*** Listed records Section Begins ***
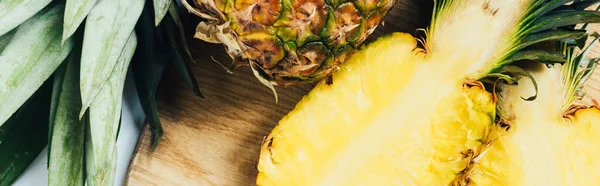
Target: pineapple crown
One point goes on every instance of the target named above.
(543, 22)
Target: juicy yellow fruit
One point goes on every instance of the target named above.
(359, 138)
(542, 147)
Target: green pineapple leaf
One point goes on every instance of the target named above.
(144, 66)
(75, 13)
(161, 7)
(66, 152)
(34, 53)
(19, 144)
(5, 39)
(107, 29)
(15, 12)
(104, 120)
(176, 57)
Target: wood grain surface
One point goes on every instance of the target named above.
(216, 140)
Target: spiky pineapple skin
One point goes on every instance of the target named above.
(295, 42)
(319, 144)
*** Listed records Section Ends ***
Exercise description: Could you write out the records exactly while omitting every picture?

Solution to this task:
Target: pineapple crown
One point goes on every instance of the target named above.
(543, 22)
Target: juicy yellow fruit
One point goes on every instance of the target named above.
(359, 138)
(542, 147)
Target: green pineapple leaf
One point goes on every instance of the target named above.
(144, 66)
(75, 13)
(161, 7)
(66, 152)
(34, 53)
(19, 144)
(5, 39)
(107, 29)
(15, 12)
(104, 120)
(176, 57)
Target: wood grain surface
One point goes on every instance of the target named above.
(216, 140)
Target: spiky pineapple skin
One point goes on every instance of the target named above.
(295, 42)
(319, 144)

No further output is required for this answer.